WHAT IS EXPECTED
In the data below, reproduce verbatim the stretch from the line containing "(format x=632, y=109)" through the line containing "x=168, y=161", including both of those lines.

================

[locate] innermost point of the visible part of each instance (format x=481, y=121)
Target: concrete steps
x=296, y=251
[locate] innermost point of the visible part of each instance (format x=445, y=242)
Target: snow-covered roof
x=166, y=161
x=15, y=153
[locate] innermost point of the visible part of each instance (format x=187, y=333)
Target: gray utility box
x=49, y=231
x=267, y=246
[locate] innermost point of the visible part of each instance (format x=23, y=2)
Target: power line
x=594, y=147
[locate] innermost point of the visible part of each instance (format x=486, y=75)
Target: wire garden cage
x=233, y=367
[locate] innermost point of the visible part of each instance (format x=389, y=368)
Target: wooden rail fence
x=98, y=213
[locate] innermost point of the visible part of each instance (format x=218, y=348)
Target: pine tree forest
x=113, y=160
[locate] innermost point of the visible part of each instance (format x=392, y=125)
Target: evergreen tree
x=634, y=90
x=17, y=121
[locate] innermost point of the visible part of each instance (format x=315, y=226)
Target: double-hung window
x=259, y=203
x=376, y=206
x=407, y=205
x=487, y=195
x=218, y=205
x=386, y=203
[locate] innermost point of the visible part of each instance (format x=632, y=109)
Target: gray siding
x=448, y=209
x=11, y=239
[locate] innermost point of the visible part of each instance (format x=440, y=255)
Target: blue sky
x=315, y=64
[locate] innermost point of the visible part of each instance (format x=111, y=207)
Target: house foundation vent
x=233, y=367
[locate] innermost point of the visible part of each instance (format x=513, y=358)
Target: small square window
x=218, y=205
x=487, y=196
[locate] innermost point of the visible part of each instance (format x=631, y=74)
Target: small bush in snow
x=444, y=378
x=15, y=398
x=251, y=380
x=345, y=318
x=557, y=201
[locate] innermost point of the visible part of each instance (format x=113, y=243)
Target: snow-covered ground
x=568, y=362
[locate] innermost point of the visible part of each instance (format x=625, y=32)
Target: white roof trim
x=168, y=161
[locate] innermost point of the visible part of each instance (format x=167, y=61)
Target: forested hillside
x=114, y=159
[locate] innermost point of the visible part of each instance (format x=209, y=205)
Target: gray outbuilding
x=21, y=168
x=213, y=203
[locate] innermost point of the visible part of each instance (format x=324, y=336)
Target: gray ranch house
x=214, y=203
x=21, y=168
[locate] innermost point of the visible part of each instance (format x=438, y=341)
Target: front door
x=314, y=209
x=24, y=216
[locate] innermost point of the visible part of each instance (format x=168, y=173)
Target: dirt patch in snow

================

OUTPUT
[locate] innermost point of the visible part of each instance (format x=632, y=109)
Target: gray siding
x=448, y=209
x=11, y=239
[locate] innermost point of the visible part of each instance (format x=440, y=255)
Target: blue sky
x=315, y=64
[locate] innermost point of the visible part of each instance (format x=111, y=207)
Target: house foundation vent
x=233, y=367
[locate] innermost point of the visible part of each instance (format x=513, y=358)
Target: small square window
x=218, y=205
x=487, y=196
[locate] innermost point of the visible part of each instance (format x=631, y=74)
Target: small bush in snow
x=444, y=378
x=15, y=398
x=251, y=380
x=345, y=318
x=557, y=201
[locate] innermost point of the visible part of each instance (format x=113, y=243)
Target: snow-covered ground
x=568, y=362
[locate] innermost point of the visible part of each instance (format x=625, y=32)
Target: white roof trim
x=168, y=161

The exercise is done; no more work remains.